Dataset entries —
BEGIN
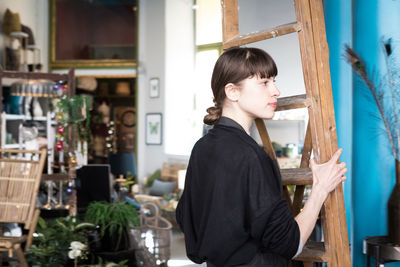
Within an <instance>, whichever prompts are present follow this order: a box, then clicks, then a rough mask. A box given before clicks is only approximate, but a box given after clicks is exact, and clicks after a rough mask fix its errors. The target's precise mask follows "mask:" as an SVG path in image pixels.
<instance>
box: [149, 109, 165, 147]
mask: <svg viewBox="0 0 400 267" xmlns="http://www.w3.org/2000/svg"><path fill="white" fill-rule="evenodd" d="M161 144H162V114H161V113H147V114H146V145H161Z"/></svg>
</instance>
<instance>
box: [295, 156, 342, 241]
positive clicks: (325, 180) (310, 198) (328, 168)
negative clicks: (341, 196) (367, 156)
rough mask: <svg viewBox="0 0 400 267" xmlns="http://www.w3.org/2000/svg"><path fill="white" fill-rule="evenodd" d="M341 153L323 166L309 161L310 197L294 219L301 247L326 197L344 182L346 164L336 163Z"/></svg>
END
WHAT THE EXERCISE ASKS — Exactly the lines from the one holding "box: [295, 156, 342, 241]" through the end of the data are to be repeated, with both ends included.

RESULT OF THE EXERCISE —
box: [295, 156, 342, 241]
positive clicks: (325, 180) (310, 198) (328, 168)
negative clicks: (341, 196) (367, 156)
rough mask: <svg viewBox="0 0 400 267" xmlns="http://www.w3.org/2000/svg"><path fill="white" fill-rule="evenodd" d="M341 153L323 166L309 161L310 197L294 219L301 247L326 197L344 182L346 164L336 163Z"/></svg>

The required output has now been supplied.